Directions for this task:
Reproduce the data that follows in its entirety, character for character.

Data lines:
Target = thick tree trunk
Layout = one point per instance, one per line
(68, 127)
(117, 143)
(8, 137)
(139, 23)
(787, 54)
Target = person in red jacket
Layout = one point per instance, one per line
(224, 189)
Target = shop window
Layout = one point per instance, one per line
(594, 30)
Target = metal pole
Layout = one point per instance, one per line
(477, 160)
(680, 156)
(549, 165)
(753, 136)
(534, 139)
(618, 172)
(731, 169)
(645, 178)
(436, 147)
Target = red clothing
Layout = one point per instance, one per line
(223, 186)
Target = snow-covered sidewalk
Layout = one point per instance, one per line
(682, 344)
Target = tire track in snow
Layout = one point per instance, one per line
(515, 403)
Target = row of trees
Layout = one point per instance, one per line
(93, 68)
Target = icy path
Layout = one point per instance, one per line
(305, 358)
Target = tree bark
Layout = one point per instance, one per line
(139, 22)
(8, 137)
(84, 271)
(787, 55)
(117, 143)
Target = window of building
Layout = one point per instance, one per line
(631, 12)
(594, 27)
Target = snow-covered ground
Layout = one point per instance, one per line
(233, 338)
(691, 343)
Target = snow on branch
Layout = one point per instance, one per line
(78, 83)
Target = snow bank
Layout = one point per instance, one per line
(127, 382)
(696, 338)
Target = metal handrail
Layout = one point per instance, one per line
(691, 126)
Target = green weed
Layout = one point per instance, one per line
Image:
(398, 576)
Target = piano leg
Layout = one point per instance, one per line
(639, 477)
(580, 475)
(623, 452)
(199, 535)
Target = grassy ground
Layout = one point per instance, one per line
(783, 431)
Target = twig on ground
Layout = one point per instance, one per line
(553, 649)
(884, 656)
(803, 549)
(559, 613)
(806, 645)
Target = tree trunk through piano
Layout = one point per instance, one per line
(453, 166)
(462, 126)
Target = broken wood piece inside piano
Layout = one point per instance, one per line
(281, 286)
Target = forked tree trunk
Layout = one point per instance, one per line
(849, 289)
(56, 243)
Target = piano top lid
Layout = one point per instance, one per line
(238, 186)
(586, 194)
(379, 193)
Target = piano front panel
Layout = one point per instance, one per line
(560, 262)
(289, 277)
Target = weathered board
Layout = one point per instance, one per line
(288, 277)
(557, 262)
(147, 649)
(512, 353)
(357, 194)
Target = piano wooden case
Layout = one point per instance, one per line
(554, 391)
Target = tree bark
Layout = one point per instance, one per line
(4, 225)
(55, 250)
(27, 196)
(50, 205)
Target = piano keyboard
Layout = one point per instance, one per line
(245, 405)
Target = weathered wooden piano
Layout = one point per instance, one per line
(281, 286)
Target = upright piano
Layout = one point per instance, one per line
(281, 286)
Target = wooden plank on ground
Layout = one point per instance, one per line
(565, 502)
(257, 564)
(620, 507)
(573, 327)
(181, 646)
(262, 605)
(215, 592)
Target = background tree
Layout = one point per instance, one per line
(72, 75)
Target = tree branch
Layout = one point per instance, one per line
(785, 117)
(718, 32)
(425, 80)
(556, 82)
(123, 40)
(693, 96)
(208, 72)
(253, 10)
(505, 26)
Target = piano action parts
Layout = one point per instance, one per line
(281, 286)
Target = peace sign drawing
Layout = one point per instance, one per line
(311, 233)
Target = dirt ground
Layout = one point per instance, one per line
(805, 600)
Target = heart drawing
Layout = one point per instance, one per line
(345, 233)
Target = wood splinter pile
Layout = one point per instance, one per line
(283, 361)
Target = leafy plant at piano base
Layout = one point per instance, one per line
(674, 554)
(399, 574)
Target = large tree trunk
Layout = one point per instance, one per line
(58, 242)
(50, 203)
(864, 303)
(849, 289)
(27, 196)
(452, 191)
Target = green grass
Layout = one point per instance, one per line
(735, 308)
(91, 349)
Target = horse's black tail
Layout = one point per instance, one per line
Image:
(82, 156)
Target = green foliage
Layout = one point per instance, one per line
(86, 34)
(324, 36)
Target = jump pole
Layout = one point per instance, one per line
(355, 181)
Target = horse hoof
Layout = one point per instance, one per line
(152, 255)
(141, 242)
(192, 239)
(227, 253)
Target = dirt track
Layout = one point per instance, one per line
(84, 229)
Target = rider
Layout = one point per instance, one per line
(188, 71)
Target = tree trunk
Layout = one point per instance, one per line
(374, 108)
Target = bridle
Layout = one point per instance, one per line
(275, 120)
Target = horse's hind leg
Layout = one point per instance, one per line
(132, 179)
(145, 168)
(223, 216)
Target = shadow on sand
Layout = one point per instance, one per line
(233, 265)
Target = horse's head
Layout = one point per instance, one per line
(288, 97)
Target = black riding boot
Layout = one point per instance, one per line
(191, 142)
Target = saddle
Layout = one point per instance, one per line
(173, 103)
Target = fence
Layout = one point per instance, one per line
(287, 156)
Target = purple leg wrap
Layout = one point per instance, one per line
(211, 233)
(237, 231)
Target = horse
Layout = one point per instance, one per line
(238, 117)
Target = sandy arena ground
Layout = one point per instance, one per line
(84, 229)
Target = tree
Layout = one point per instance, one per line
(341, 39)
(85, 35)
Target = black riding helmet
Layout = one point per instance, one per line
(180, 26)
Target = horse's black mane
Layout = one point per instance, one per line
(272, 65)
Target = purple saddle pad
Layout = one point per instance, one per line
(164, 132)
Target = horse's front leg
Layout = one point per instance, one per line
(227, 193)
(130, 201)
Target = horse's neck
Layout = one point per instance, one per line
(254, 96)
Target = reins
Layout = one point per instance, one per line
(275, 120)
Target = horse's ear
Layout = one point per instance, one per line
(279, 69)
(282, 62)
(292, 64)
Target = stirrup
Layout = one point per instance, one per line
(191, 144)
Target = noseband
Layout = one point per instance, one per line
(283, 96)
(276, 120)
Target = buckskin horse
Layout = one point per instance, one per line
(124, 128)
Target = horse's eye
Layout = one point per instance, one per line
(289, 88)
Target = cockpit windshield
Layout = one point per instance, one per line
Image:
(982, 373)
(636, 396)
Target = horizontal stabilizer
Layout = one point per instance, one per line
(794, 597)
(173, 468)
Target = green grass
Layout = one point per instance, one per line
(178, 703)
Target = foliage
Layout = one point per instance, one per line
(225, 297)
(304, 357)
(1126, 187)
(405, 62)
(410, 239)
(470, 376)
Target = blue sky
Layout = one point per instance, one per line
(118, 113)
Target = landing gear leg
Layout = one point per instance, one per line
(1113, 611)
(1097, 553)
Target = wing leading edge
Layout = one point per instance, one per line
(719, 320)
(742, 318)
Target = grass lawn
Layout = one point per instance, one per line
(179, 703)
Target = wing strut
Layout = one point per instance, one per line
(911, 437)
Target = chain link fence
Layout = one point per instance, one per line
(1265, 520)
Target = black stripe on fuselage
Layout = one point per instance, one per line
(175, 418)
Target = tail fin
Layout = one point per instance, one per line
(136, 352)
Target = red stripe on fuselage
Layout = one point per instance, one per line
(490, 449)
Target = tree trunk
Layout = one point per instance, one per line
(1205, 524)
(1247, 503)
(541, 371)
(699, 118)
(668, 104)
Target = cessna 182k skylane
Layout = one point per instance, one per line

Result for this exercise:
Target = thick tree trunk
Layout = one point per instance, one per line
(68, 127)
(117, 143)
(8, 137)
(139, 23)
(787, 54)
Target = person in red jacket
Layout = one point per instance, one per line
(224, 189)
Target = shop window
Layout = one point per instance, one per line
(594, 30)
Target = metal pole
Layout = one point per instance, one per line
(477, 160)
(680, 156)
(549, 165)
(753, 136)
(534, 139)
(618, 172)
(731, 169)
(645, 178)
(436, 147)
Target = red clothing
Layout = one point per instance, one per line
(223, 186)
Target = snow-covered sidewalk
Layout = one point per instance, one per line
(682, 344)
Target = tire track in snow
Layout = one point per instance, one per line
(515, 403)
Target = row of trees
Layout = one point per instance, one per line
(93, 68)
Target = icy path
Layout = one point per instance, one per line
(305, 358)
Target = tree bark
Layout = one point per instance, one per line
(139, 22)
(8, 137)
(84, 271)
(787, 55)
(117, 143)
Target = window of building
Layout = one point per instance, one per line
(631, 12)
(594, 27)
Target = snow-covered ground
Layout = one point per instance, one per line
(233, 338)
(691, 343)
Target = snow on branch
Layout = one point per instance, one per line
(78, 83)
Target = snow bank
Layout = one point per instance, one per line
(127, 382)
(696, 338)
Target = metal handrail
Layout = one point per instance, one per line
(691, 126)
Target = green weed
Layout = one point per instance, one per line
Image:
(398, 576)
Target = piano leg
Layout = one point per instance, one per line
(639, 477)
(580, 475)
(623, 452)
(199, 535)
Target = grassy ground
Layout = one point per instance, one per line
(783, 431)
Target = twig on ground
Layout = one point per instance, one per line
(553, 649)
(884, 656)
(803, 549)
(559, 613)
(806, 645)
Target = tree trunk through piano
Layout = one point per instance, one per line
(453, 166)
(462, 126)
Target = broken wood piece inside piano
Layout = one point per instance, one per line
(281, 286)
Target = forked tree trunk
Layout = one point per instance, one per line
(849, 289)
(56, 243)
Target = piano top lid
Layout = one point per instance, one per line
(238, 186)
(586, 194)
(379, 193)
Target = piano front panel
Layout = one point per instance, one per line
(560, 262)
(289, 277)
Target = weathered board
Layout = one point per instance, one per line
(288, 277)
(557, 262)
(147, 649)
(512, 353)
(357, 194)
Target = piano wooden case
Layout = one point per instance, one per line
(554, 391)
Target = tree bark
Layout = one point per instance, one per line
(4, 225)
(55, 250)
(27, 196)
(50, 205)
Target = piano keyboard
Layout = one point per instance, one per line
(245, 405)
Target = weathered wooden piano
Layout = one point per instance, one per line
(281, 286)
Target = upright piano
Layout = one point per instance, one per line
(281, 286)
Target = wooden plank on ground
Layout = one point per instance, one per line
(565, 502)
(257, 564)
(620, 507)
(573, 327)
(181, 646)
(262, 605)
(215, 592)
Target = background tree
Layout = one point per instance, one per line
(72, 75)
Target = tree branch
Layout = one point per instance, one per line
(785, 117)
(718, 32)
(425, 80)
(556, 82)
(123, 40)
(693, 96)
(208, 72)
(253, 10)
(505, 26)
Target = piano action parts
Layout = one point per instance, one per line
(281, 286)
Target = peace sign drawing
Layout = one point per instance, one per line
(311, 233)
Target = dirt ground
Layout = one point per instance, one per line
(805, 600)
Target = heart drawing
Layout = one point per instance, one per line
(345, 233)
Target = wood splinter pile
Layout = one point per instance, one per line
(283, 361)
Target = leafy plant at piano base
Layout = one point per instance, one per line
(674, 554)
(399, 574)
Target = large tree trunk
Layout = one point per instance, one per line
(58, 242)
(50, 203)
(864, 303)
(849, 289)
(27, 196)
(452, 191)
Target = green grass
Layout = one point per instance, one per line
(735, 308)
(91, 349)
Target = horse's black tail
Layout = one point per instance, one per line
Image:
(82, 156)
Target = green foliage
Layout = one point per instance, one per line
(86, 34)
(324, 36)
Target = jump pole
Layout = one point per instance, one per line
(355, 181)
Target = horse hoof
Layout = one point per instance, one per line
(152, 255)
(141, 242)
(192, 239)
(227, 253)
Target = dirt track
Layout = one point per instance, one per line
(84, 229)
Target = rider
Layout = one point per instance, one per line
(188, 71)
Target = tree trunk
Layout = one point per instance, one per line
(374, 108)
Target = bridle
Layout = one point per instance, one per line
(275, 120)
Target = horse's hind leg
Layout = one point per instance, one per line
(132, 179)
(145, 168)
(223, 216)
Target = shadow on sand
Layout = one point per instance, one per line
(233, 265)
Target = horse's head
Layout = one point per instance, one per line
(288, 97)
Target = black riding boot
Layout = one point per instance, one per line
(191, 142)
Target = saddle
Layout = one point per instance, one per line
(173, 103)
Target = fence
Layout = one point per instance, one per line
(287, 156)
Target = purple leg wrap
Layout = one point per instance, one per line
(211, 233)
(237, 231)
Target = horse
Layout = one point per instance, one per line
(238, 117)
Target = sandy arena ground
Layout = one point per instance, one per line
(84, 229)
Target = tree
Layout = one point per instance, one per line
(341, 39)
(85, 35)
Target = black riding helmet
Layout = one point per instance, one per line
(180, 26)
Target = horse's black mane
Layout = one point per instance, one per line
(272, 65)
Target = purple saddle pad
Layout = one point per instance, one per line
(164, 132)
Target = horse's front leg
Layout = one point per instance, one per line
(227, 193)
(130, 201)
Target = horse's neck
Layout = one point per instance, one per line
(254, 96)
Target = reins
Layout = one point per instance, one per line
(275, 120)
Target = horse's ear
Layout = one point per instance, one per line
(279, 69)
(282, 62)
(292, 64)
Target = stirrup
Layout = one point per instance, one per line
(191, 144)
Target = noseband
Layout = one point per instance, one per line
(283, 96)
(276, 120)
Target = buckskin horse
Layout = one point per instance, one per line
(124, 128)
Target = horse's eye
Layout = one point per instance, one per line
(289, 88)
Target = cockpit windshield
Layout = one point per instance, one per line
Image:
(982, 373)
(636, 396)
Target = horizontal stabilizer
Layout = one point per instance, one per line
(794, 597)
(173, 468)
Target = green grass
Layout = one point per instance, one per line
(178, 703)
Target = foliage
Layout = one point per instance, one per line
(225, 297)
(304, 357)
(1126, 187)
(405, 62)
(410, 239)
(470, 376)
Target = blue sky
Layout = one point per instance, one per line
(118, 113)
Target = landing gear leg
Layout = one point per instance, one per line
(1113, 611)
(1097, 553)
Target = wing leading edge
Layout = one point per instance, one per line
(719, 320)
(742, 318)
Target = grass lawn
Layout = one point per instance, one per line
(179, 703)
Target = wing strut
Layout = one point per instance, one per line
(911, 437)
Target = chain link fence
Layout = one point per instance, one per line
(1265, 520)
Target = black stripe on fuselage
Layout = one point per instance, one per line
(175, 418)
Target = tail fin
Layout = one point per instance, one per line
(136, 352)
Target = red stripe on fuselage
Layout = one point per instance, one per line
(490, 449)
Target = tree trunk
Layout = one point per instance, one per line
(1205, 524)
(1247, 503)
(541, 371)
(699, 118)
(668, 104)
Target = cessna 182k skylane
Layout = one point per instance, one per line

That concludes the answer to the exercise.